- _Problem to work on_:
Every line from the one that includes "Can you see the windshield?" to the end of the entries should be written out exactly, with the first and last included.

▶

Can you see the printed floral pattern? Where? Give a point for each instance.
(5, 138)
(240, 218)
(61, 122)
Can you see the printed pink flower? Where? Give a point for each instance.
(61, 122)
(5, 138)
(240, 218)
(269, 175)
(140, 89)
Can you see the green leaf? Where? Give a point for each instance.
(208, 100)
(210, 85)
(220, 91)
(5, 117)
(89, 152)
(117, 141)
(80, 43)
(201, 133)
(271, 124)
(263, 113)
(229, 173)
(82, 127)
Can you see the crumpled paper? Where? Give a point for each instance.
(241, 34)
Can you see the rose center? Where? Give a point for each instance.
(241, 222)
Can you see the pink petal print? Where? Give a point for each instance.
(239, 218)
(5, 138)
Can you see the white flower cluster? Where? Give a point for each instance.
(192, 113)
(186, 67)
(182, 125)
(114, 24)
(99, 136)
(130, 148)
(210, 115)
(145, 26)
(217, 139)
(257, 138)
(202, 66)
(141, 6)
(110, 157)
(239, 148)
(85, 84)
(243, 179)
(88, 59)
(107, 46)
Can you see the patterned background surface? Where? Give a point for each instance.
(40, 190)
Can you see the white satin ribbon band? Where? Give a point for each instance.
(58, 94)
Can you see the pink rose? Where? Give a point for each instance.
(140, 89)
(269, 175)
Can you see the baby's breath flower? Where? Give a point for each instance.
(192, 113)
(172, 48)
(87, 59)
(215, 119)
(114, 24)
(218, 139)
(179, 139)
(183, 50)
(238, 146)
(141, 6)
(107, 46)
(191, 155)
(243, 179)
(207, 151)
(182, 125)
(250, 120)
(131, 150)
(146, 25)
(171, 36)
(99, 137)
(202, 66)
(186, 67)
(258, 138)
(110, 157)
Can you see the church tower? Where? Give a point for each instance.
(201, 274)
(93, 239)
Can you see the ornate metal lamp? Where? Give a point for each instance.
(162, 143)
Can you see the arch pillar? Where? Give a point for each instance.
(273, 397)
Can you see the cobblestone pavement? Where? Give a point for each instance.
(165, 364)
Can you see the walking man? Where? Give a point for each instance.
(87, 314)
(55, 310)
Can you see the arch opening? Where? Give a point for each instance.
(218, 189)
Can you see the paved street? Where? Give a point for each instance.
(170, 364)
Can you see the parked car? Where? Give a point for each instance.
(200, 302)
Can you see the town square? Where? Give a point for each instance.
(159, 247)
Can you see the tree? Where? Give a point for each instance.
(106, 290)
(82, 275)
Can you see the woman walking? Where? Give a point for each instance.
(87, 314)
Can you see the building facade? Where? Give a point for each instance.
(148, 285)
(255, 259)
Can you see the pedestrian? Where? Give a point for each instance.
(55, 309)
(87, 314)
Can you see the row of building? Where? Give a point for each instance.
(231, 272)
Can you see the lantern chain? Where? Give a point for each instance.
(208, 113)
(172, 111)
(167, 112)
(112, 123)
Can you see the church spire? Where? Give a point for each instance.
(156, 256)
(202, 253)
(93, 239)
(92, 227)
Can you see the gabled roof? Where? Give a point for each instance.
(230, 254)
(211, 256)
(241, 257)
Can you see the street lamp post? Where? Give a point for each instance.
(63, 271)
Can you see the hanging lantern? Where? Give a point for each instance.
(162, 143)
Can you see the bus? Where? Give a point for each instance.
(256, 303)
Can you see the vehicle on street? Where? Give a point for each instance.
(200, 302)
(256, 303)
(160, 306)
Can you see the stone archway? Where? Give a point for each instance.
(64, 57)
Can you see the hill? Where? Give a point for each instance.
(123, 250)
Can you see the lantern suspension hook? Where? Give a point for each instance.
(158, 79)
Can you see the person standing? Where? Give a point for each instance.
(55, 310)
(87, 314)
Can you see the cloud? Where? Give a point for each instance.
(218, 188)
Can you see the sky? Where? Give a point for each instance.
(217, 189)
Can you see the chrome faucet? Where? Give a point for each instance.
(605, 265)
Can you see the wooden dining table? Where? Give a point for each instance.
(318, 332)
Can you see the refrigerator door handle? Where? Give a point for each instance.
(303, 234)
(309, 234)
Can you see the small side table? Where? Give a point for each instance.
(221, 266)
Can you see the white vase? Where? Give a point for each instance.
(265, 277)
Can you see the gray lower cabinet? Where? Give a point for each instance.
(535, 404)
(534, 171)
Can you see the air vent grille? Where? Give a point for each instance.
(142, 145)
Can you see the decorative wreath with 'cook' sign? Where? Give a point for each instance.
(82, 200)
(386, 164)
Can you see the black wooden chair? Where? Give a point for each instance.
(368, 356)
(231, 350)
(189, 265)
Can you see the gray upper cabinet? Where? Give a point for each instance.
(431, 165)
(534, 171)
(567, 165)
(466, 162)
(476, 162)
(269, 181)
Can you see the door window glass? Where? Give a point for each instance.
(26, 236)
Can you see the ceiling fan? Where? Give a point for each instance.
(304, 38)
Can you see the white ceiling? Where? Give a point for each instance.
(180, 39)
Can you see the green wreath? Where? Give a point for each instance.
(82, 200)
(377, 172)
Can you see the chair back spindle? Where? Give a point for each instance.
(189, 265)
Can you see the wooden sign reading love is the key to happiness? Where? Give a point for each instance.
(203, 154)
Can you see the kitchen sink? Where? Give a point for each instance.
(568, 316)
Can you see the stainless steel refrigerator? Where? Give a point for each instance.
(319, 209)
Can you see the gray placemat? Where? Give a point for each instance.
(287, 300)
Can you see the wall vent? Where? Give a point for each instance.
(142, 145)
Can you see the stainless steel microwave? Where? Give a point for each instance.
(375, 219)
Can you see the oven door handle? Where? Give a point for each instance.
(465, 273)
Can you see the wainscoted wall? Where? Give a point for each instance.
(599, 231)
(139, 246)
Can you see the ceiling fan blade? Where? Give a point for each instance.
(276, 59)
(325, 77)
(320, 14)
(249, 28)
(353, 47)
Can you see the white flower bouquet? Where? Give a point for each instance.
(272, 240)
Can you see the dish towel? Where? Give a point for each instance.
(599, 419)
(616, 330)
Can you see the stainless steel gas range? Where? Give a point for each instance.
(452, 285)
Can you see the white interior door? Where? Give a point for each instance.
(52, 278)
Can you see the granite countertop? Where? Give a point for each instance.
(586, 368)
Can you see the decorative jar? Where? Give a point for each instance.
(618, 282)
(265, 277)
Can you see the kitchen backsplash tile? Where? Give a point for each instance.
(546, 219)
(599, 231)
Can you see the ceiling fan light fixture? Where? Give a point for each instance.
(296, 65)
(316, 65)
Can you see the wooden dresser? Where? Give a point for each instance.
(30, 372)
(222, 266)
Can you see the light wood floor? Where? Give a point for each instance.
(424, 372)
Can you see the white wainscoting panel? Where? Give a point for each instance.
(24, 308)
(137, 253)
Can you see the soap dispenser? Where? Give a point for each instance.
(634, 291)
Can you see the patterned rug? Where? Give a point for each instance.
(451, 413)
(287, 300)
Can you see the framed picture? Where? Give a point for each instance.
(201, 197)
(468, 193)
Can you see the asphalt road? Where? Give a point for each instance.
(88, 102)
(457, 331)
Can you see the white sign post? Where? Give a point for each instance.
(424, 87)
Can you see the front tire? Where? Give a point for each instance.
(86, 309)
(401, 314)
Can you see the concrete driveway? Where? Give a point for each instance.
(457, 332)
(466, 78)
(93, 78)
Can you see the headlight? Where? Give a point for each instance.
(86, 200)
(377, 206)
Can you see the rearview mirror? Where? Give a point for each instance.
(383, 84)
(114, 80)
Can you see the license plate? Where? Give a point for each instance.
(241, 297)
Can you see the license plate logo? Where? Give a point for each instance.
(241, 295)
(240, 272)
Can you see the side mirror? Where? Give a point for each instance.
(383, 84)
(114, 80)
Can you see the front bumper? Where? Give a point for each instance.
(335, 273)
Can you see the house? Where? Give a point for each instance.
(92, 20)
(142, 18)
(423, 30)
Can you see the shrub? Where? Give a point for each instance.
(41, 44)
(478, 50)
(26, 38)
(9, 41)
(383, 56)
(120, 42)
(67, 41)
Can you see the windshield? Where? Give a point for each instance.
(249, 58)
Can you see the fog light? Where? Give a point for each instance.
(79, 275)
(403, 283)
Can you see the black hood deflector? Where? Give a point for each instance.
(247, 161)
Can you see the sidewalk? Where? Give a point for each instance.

◀

- _Expected output_:
Can you see the windshield? Where? Give a point for each instance.
(249, 58)
Can you see the fog light? Where? Give a point for each instance.
(79, 275)
(403, 283)
Can you see the black hood deflector? Where? Give a point for each instance.
(247, 161)
Can you see the sidewalk? Where? Give a point for each instance.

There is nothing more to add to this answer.